- Short task
Answer these questions about the text on finite fields in GAP:
1. What does the abbreviation GF stand for?
2. What name does GAP give the generator it chooses for the multiplicative group of the field of order n?
3. What command creates the field of order 11 and names it F?

- Article

Groups, Algorithms, Programming
www.gap-system.org
GAP website: www.gap-system.org
Original Document: http://www-circa.mcs.st-and.ac.uk/gapfinite0.php
http://www.math.colostate.edu/~hulpke
GAP knows that there is a unique finite field up to isomorphism of order $n=p^k$ for each prime $p$ and positive integer $k$. It calls it $GF(n)$. (This stands for Galois Field.)
GAP also knows that the multiplicative group of such a finite field is cyclic and it chooses a generator for this cyclic group which it calls $Z(n)$. It then refers to the elements of the field as $\{0*Z(n), Z(n)^0, Z(n)^1,\ldots,Z(n)^{n-2}\}$. Note that $Z(n)^{n-1}=Z(n)^0$ is the multiplicative identity.
GAP supports all finite fields of order less than or equal to $2^{16}$ (= about 65536). Hence $GF(3^{10})$, $GF(5^6)$, $GF(7^5)$, etc. and smaller fields are supported. All prime fields are supported, so $GF(p)$ is supported even when $p>2^{16}$.
We can illustrate how this works with $GF(11)$.
To create this field and name it $F$ we use the command
F:= GF( 11 );
GF(11)

- Dataset entries

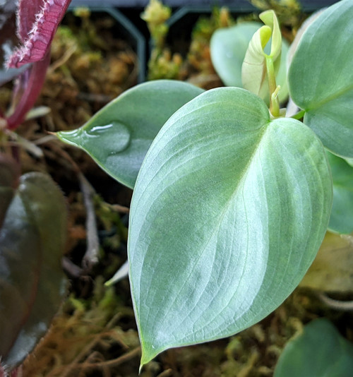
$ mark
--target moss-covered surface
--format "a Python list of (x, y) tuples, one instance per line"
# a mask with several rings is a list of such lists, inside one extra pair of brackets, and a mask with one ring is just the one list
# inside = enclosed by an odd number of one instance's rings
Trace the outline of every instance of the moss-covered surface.
[[(257, 2), (265, 7), (273, 1)], [(81, 31), (68, 18), (53, 44), (52, 65), (38, 101), (50, 112), (26, 121), (19, 130), (22, 136), (40, 145), (42, 155), (23, 150), (21, 160), (24, 171), (48, 172), (66, 194), (70, 217), (66, 257), (71, 267), (80, 266), (87, 246), (86, 210), (78, 169), (86, 176), (100, 194), (93, 200), (100, 241), (100, 262), (92, 269), (81, 270), (78, 274), (68, 269), (70, 294), (49, 333), (26, 359), (25, 377), (138, 376), (140, 347), (128, 279), (114, 287), (104, 286), (126, 259), (131, 191), (107, 176), (83, 152), (64, 145), (47, 134), (81, 126), (136, 82), (133, 52), (107, 31), (112, 19), (92, 23), (85, 12), (80, 16)], [(282, 9), (283, 30), (289, 40), (303, 19), (297, 11), (285, 13)], [(222, 85), (210, 62), (208, 44), (216, 28), (234, 22), (226, 10), (215, 10), (210, 19), (201, 20), (186, 56), (170, 52), (164, 35), (152, 56), (150, 77), (187, 80), (205, 88)], [(160, 30), (165, 32), (164, 28)], [(0, 107), (6, 107), (10, 92), (8, 88), (1, 88)], [(149, 363), (140, 376), (270, 376), (287, 341), (305, 323), (320, 316), (329, 318), (346, 337), (353, 340), (351, 314), (330, 309), (314, 292), (298, 289), (260, 323), (229, 338), (166, 351)]]

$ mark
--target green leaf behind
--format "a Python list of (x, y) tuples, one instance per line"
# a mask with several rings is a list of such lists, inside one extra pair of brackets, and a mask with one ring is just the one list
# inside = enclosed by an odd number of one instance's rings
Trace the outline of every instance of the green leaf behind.
[(203, 92), (181, 81), (150, 81), (124, 92), (80, 128), (57, 136), (85, 150), (113, 178), (133, 188), (162, 126)]
[[(244, 22), (232, 28), (218, 29), (213, 33), (210, 41), (212, 63), (226, 85), (243, 87), (241, 67), (245, 54), (252, 36), (261, 27), (261, 24), (259, 23)], [(271, 44), (272, 39), (270, 39), (265, 47), (265, 52), (268, 54), (270, 53)], [(286, 64), (288, 49), (288, 43), (282, 40), (280, 66), (276, 75), (277, 83), (281, 85), (279, 93), (280, 102), (285, 101), (288, 97)], [(261, 77), (258, 78), (260, 82), (262, 81), (263, 74), (262, 68), (261, 72)], [(269, 102), (268, 83), (266, 80), (259, 94), (261, 98)]]
[(300, 286), (326, 292), (353, 292), (353, 242), (328, 232)]
[(20, 178), (0, 231), (0, 356), (11, 367), (45, 333), (65, 294), (66, 216), (49, 176)]
[(328, 229), (337, 233), (353, 232), (353, 167), (328, 152), (333, 183), (333, 202)]
[(353, 157), (353, 2), (330, 6), (304, 32), (289, 71), (304, 123), (336, 155)]
[(320, 318), (287, 343), (274, 377), (351, 377), (352, 371), (353, 345)]
[(178, 110), (141, 167), (128, 257), (141, 364), (169, 347), (231, 335), (292, 292), (325, 235), (332, 184), (321, 143), (270, 121), (243, 89)]

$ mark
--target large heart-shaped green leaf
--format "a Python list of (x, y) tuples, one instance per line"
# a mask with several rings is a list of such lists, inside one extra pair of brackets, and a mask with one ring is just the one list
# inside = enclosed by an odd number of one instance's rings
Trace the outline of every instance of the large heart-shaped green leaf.
[(289, 71), (304, 123), (335, 154), (353, 157), (353, 1), (323, 11), (304, 32)]
[(142, 364), (258, 321), (299, 284), (327, 229), (320, 140), (243, 89), (201, 95), (163, 126), (133, 196), (130, 280)]
[(12, 159), (0, 154), (0, 229), (18, 184), (19, 178), (19, 166)]
[(351, 377), (352, 371), (353, 345), (320, 318), (288, 342), (274, 377)]
[(353, 167), (328, 152), (333, 183), (333, 203), (328, 228), (338, 233), (353, 232)]
[(143, 158), (162, 126), (203, 92), (171, 80), (140, 84), (112, 101), (81, 128), (57, 135), (85, 150), (113, 178), (133, 188)]
[(50, 177), (21, 177), (0, 231), (0, 358), (10, 367), (43, 336), (65, 293), (66, 216)]

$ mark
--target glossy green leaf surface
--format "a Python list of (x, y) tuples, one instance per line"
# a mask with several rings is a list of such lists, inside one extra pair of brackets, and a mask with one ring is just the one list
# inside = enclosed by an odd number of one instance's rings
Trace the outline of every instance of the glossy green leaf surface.
[(45, 333), (65, 294), (66, 216), (49, 176), (21, 176), (0, 231), (0, 356), (11, 367)]
[(324, 237), (332, 184), (321, 143), (271, 121), (243, 89), (178, 110), (141, 167), (130, 217), (130, 280), (141, 364), (234, 334), (290, 294)]
[(326, 292), (353, 292), (353, 240), (328, 232), (300, 286)]
[(279, 100), (283, 101), (288, 95), (286, 60), (289, 47), (282, 40), (275, 12), (266, 11), (260, 14), (260, 18), (265, 25), (253, 35), (245, 54), (241, 66), (243, 87), (269, 101), (266, 59), (270, 58), (276, 83), (281, 87)]
[(353, 2), (324, 11), (304, 32), (289, 71), (304, 123), (335, 154), (353, 157)]
[(353, 232), (353, 167), (328, 152), (333, 183), (333, 203), (328, 228), (337, 233)]
[(181, 81), (150, 81), (126, 90), (81, 128), (59, 132), (105, 172), (133, 188), (142, 161), (168, 118), (203, 90)]
[(242, 88), (241, 66), (249, 43), (262, 24), (242, 23), (232, 28), (217, 29), (210, 40), (212, 64), (227, 86)]
[(353, 345), (320, 318), (285, 346), (274, 377), (351, 377), (352, 371)]

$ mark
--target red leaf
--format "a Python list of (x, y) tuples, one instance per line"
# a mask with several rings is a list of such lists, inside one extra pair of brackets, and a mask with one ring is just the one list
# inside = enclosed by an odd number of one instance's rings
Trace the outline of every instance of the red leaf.
[(23, 46), (9, 57), (9, 68), (42, 60), (71, 0), (20, 0), (18, 34)]

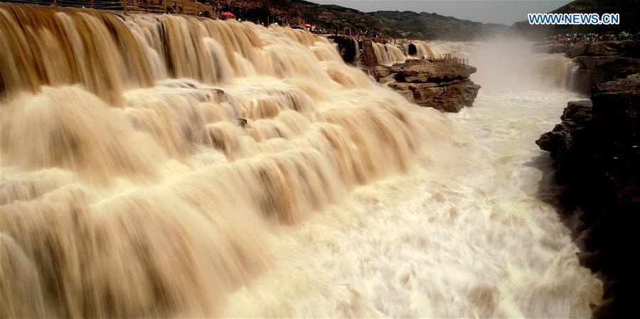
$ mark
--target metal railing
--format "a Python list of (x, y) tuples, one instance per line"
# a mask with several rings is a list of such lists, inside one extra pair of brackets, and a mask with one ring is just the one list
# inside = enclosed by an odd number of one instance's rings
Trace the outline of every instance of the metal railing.
[(458, 58), (452, 55), (451, 53), (442, 53), (439, 57), (434, 57), (433, 62), (442, 62), (456, 65), (469, 65), (469, 58)]

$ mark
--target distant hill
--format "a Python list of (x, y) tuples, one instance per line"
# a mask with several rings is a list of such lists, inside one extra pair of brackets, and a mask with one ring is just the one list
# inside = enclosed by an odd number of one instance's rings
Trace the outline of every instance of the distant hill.
[(481, 23), (427, 12), (376, 11), (371, 14), (395, 26), (410, 38), (425, 40), (469, 40), (508, 29), (503, 24)]
[(321, 5), (304, 0), (199, 0), (218, 11), (231, 11), (244, 20), (277, 21), (321, 26), (330, 33), (368, 31), (369, 35), (422, 40), (471, 40), (492, 32), (508, 30), (507, 26), (484, 24), (436, 13), (411, 11), (362, 12), (336, 5)]
[(550, 13), (620, 13), (620, 24), (532, 26), (525, 21), (513, 23), (511, 30), (529, 38), (574, 33), (640, 32), (640, 1), (638, 0), (576, 0)]

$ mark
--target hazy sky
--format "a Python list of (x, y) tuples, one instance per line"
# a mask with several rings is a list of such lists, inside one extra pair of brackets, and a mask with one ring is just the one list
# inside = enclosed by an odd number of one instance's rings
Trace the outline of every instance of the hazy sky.
[(526, 20), (528, 13), (548, 12), (570, 0), (309, 0), (337, 4), (361, 11), (379, 10), (435, 12), (461, 19), (513, 24)]

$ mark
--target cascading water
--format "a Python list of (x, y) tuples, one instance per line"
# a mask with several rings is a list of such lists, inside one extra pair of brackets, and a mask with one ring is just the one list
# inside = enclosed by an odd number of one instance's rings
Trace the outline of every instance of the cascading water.
[(405, 54), (407, 55), (407, 59), (422, 59), (423, 57), (433, 58), (436, 57), (427, 43), (424, 41), (411, 41), (405, 44), (404, 48)]
[(404, 63), (407, 57), (397, 46), (389, 43), (373, 43), (373, 53), (378, 64), (381, 65), (392, 65), (397, 63)]
[(550, 77), (553, 85), (569, 91), (578, 90), (577, 72), (580, 65), (563, 54), (541, 55), (540, 72)]
[(1, 318), (587, 317), (602, 296), (511, 187), (526, 156), (307, 32), (0, 4), (0, 89)]

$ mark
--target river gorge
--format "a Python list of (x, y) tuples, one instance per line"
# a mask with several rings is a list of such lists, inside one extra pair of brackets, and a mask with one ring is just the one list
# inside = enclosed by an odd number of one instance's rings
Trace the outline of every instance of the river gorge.
[(0, 4), (0, 317), (590, 317), (534, 143), (576, 65), (430, 44), (472, 107), (302, 30)]

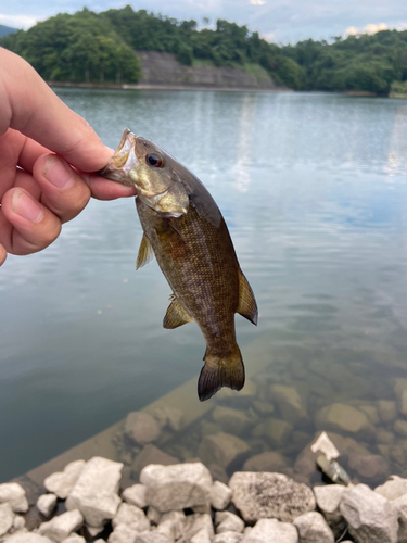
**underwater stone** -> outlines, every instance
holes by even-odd
[[[63,471],[56,471],[47,477],[43,485],[48,492],[52,492],[61,500],[65,500],[78,480],[85,465],[85,460],[71,462],[65,466]]]
[[[346,487],[342,484],[314,487],[318,508],[336,536],[342,535],[346,528],[346,522],[339,508],[344,492],[346,492]]]
[[[14,513],[9,503],[0,504],[0,536],[13,526]]]
[[[144,512],[136,505],[122,503],[118,506],[116,515],[113,517],[112,526],[115,528],[118,525],[127,525],[132,530],[143,532],[150,530],[150,521],[144,515]]]
[[[346,404],[335,403],[322,407],[317,412],[315,421],[317,428],[323,430],[364,435],[371,435],[374,432],[366,414]]]
[[[122,463],[93,456],[69,493],[66,508],[78,508],[86,522],[94,527],[112,519],[122,502],[117,495],[122,468]]]
[[[154,417],[143,412],[129,413],[125,421],[125,434],[135,443],[145,445],[160,435],[160,426]]]
[[[357,484],[344,492],[340,512],[358,543],[397,542],[396,508],[366,484]]]
[[[304,513],[294,519],[301,543],[335,543],[332,530],[326,519],[316,510]]]
[[[387,500],[397,500],[397,497],[407,494],[407,479],[403,479],[398,476],[390,476],[384,484],[377,487],[374,492]]]
[[[215,513],[215,526],[216,533],[226,531],[242,533],[244,530],[243,520],[238,517],[238,515],[234,515],[233,513],[230,513],[228,510]]]
[[[147,503],[162,513],[208,504],[213,484],[201,463],[150,465],[141,471],[140,482],[147,487]]]
[[[233,505],[249,525],[265,517],[292,521],[315,509],[311,489],[282,473],[237,471],[229,487]]]
[[[55,507],[56,507],[55,494],[42,494],[37,500],[37,508],[46,518],[51,516]]]
[[[61,543],[64,539],[68,538],[72,532],[76,532],[82,523],[84,517],[79,509],[68,510],[53,517],[48,522],[42,522],[38,528],[38,533]]]
[[[262,518],[243,535],[241,543],[298,543],[298,532],[293,525],[275,518]]]
[[[215,435],[205,435],[198,454],[205,464],[218,464],[222,468],[227,468],[240,455],[249,451],[250,446],[240,438],[219,432]]]
[[[397,416],[396,402],[391,400],[379,400],[378,409],[382,422],[391,422]]]
[[[252,456],[243,464],[243,471],[280,471],[287,467],[281,453],[267,451]]]
[[[270,393],[284,420],[296,425],[308,418],[305,402],[294,387],[271,384]]]
[[[214,509],[226,509],[230,504],[232,491],[229,487],[220,481],[215,481],[211,490],[211,505]]]
[[[25,490],[17,482],[4,482],[0,484],[0,504],[9,503],[14,513],[26,513],[28,502]]]

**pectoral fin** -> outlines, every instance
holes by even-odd
[[[168,305],[167,313],[165,314],[163,326],[168,330],[178,328],[179,326],[192,323],[193,318],[186,312],[177,299]]]
[[[253,290],[241,269],[239,269],[239,305],[237,313],[257,326],[256,300],[254,298]]]
[[[137,255],[136,269],[142,268],[145,264],[149,264],[154,258],[153,248],[149,241],[149,238],[143,233],[139,254]]]

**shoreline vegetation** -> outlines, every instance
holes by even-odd
[[[177,21],[130,5],[101,13],[84,8],[9,34],[0,46],[21,54],[49,81],[407,96],[407,30],[279,46],[245,25],[217,20],[212,29],[209,23],[203,20],[198,29],[193,20]],[[173,80],[167,62],[176,62],[187,75],[179,70],[178,80]],[[252,84],[227,72],[220,77],[227,84],[219,84],[214,76],[219,70],[243,72]]]

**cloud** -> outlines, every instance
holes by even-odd
[[[0,13],[0,24],[13,28],[29,28],[38,23],[39,18],[28,15],[3,15]]]

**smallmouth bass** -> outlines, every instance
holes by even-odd
[[[182,164],[128,129],[99,175],[137,189],[143,237],[136,268],[155,255],[173,289],[164,328],[195,321],[202,330],[206,352],[199,399],[208,400],[221,387],[241,390],[234,313],[256,325],[257,305],[214,199]]]

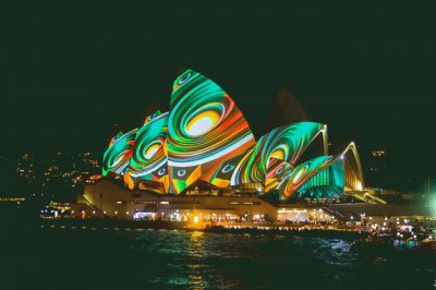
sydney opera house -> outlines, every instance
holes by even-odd
[[[326,124],[298,122],[256,140],[233,99],[192,70],[174,81],[169,108],[111,138],[102,174],[83,195],[94,212],[277,219],[289,204],[364,189],[354,143],[330,155]]]

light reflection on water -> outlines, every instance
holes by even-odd
[[[36,288],[50,281],[63,289],[56,286],[69,281],[72,289],[421,289],[436,278],[435,256],[353,252],[346,239],[181,230],[23,233],[0,241],[3,277],[39,282]],[[0,289],[9,289],[3,283]]]

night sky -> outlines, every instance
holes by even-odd
[[[431,170],[436,31],[425,7],[11,11],[0,46],[1,150],[102,152],[113,124],[168,107],[180,68],[217,82],[256,137],[288,88],[332,142]],[[427,171],[428,171],[427,170]],[[433,170],[434,171],[434,170]],[[432,171],[432,172],[433,172]]]

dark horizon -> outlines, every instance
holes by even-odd
[[[256,138],[281,88],[335,143],[386,148],[395,167],[431,174],[436,34],[413,8],[158,9],[11,14],[0,150],[102,153],[113,124],[168,107],[180,68],[218,83]],[[55,16],[53,16],[55,15]]]

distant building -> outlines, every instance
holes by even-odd
[[[275,128],[256,141],[232,98],[192,70],[174,81],[169,112],[157,110],[144,124],[111,138],[101,168],[106,179],[122,181],[132,194],[155,192],[169,202],[216,195],[218,203],[251,192],[289,203],[364,190],[354,143],[329,155],[327,125],[307,121]],[[92,196],[89,191],[84,196]],[[240,210],[226,209],[231,208]]]

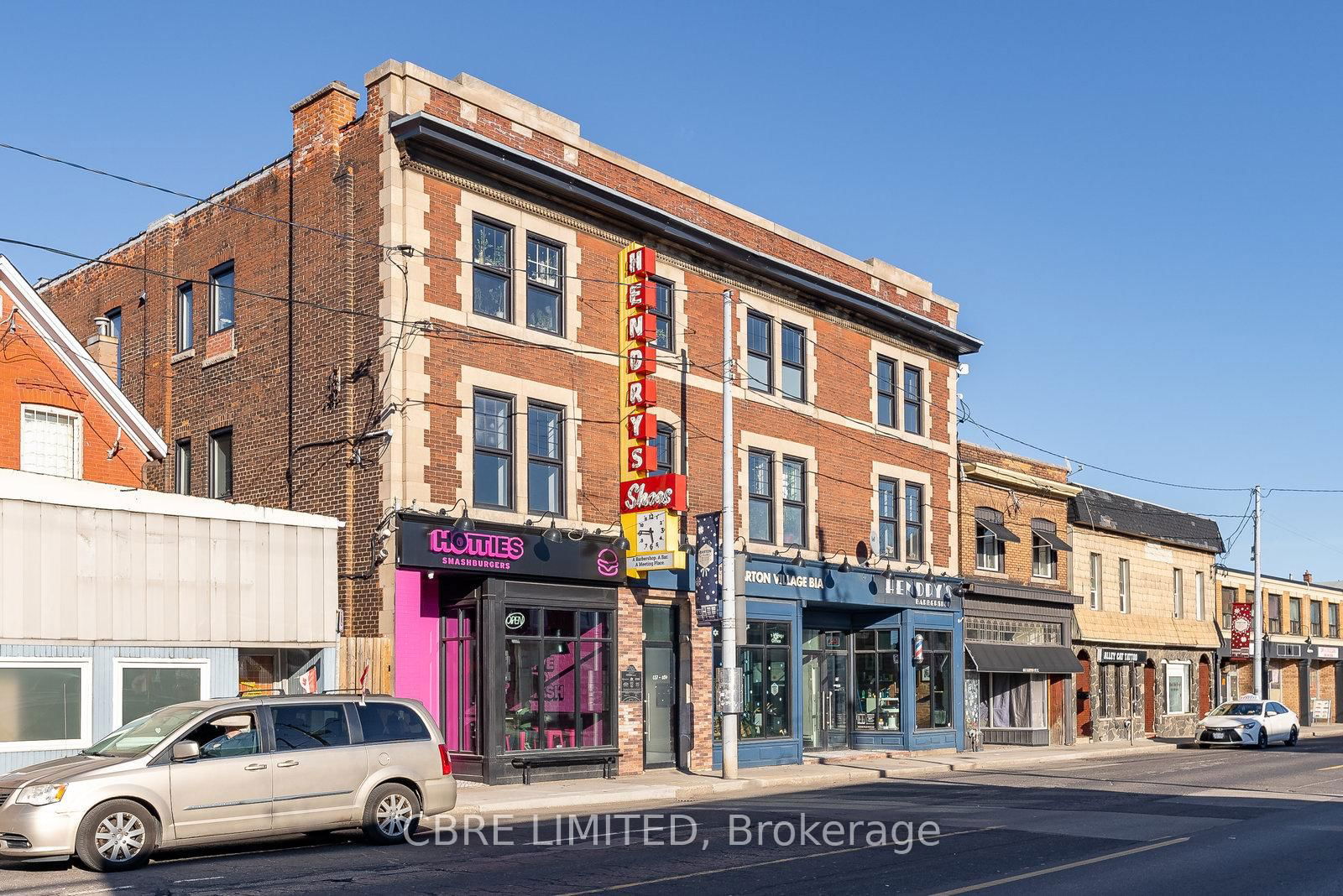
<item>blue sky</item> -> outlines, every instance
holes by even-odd
[[[1343,488],[1336,5],[192,5],[7,11],[0,139],[200,194],[283,154],[289,105],[328,80],[469,71],[931,279],[986,341],[962,392],[994,429],[1167,482]],[[0,152],[3,236],[97,254],[183,205]],[[31,279],[67,267],[0,251]],[[1269,495],[1265,571],[1343,578],[1339,511]]]

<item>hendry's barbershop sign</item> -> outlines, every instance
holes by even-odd
[[[747,561],[745,589],[752,597],[784,597],[823,604],[909,606],[931,610],[960,609],[960,582],[872,570],[841,573],[835,566],[752,557]]]

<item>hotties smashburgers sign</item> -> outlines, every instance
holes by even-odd
[[[630,541],[629,574],[655,569],[685,569],[681,545],[681,514],[685,511],[685,476],[650,475],[661,460],[657,381],[658,321],[653,309],[658,286],[651,279],[657,255],[645,245],[620,252],[620,527]]]

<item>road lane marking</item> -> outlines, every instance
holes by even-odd
[[[988,889],[990,887],[1001,887],[1003,884],[1014,884],[1018,880],[1030,880],[1031,877],[1042,877],[1045,875],[1053,875],[1061,871],[1069,871],[1072,868],[1082,868],[1085,865],[1095,865],[1097,862],[1109,861],[1111,858],[1123,858],[1124,856],[1136,856],[1138,853],[1146,853],[1152,849],[1160,849],[1162,846],[1175,846],[1176,844],[1186,842],[1189,837],[1175,837],[1172,840],[1163,840],[1159,844],[1147,844],[1146,846],[1133,846],[1132,849],[1125,849],[1117,853],[1107,853],[1104,856],[1096,856],[1095,858],[1084,858],[1081,861],[1068,862],[1066,865],[1054,865],[1053,868],[1041,868],[1039,871],[1026,872],[1025,875],[1013,875],[1011,877],[999,877],[998,880],[986,880],[982,884],[971,884],[970,887],[959,887],[956,889],[944,889],[933,896],[956,896],[958,893],[972,893],[976,889]]]
[[[941,842],[947,837],[958,837],[960,834],[982,834],[986,830],[999,830],[1006,828],[1006,825],[991,825],[988,828],[975,828],[974,830],[954,830],[950,834],[939,834],[937,842]],[[1187,840],[1187,837],[1186,837]],[[889,849],[890,844],[877,844],[873,846],[850,846],[847,849],[830,849],[822,853],[807,853],[806,856],[786,856],[783,858],[767,858],[764,861],[747,862],[745,865],[729,865],[728,868],[706,868],[704,871],[692,871],[685,875],[669,875],[666,877],[653,877],[651,880],[637,880],[629,884],[614,884],[611,887],[596,887],[594,889],[575,889],[569,893],[561,893],[560,896],[588,896],[590,893],[611,893],[618,889],[631,889],[634,887],[651,887],[653,884],[666,884],[673,880],[688,880],[690,877],[706,877],[709,875],[725,875],[729,871],[749,871],[751,868],[766,868],[768,865],[782,865],[790,861],[803,861],[806,858],[826,858],[829,856],[843,856],[846,853],[864,852],[866,849]]]

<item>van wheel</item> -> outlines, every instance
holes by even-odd
[[[364,806],[364,837],[373,844],[404,842],[419,824],[419,797],[410,787],[385,783],[373,787]]]
[[[94,806],[75,833],[75,854],[89,871],[130,871],[149,862],[158,846],[158,820],[132,799]]]

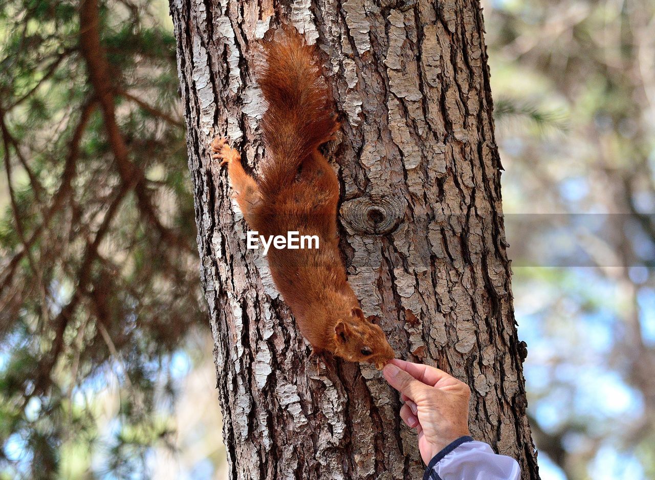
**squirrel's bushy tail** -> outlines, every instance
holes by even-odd
[[[268,109],[260,126],[267,160],[260,187],[272,193],[294,180],[301,164],[339,125],[314,47],[293,27],[264,44],[259,86]]]

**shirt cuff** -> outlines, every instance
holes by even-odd
[[[457,440],[451,442],[443,450],[441,450],[441,451],[432,457],[432,459],[430,460],[430,463],[428,464],[428,468],[425,469],[425,473],[423,473],[423,480],[430,480],[432,471],[434,470],[434,466],[436,465],[444,456],[447,455],[462,443],[466,443],[468,441],[473,441],[473,438],[468,435],[460,437]]]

- Written answer
1. Galois Field.
2. Z(n).
3. F:= GF( 11 );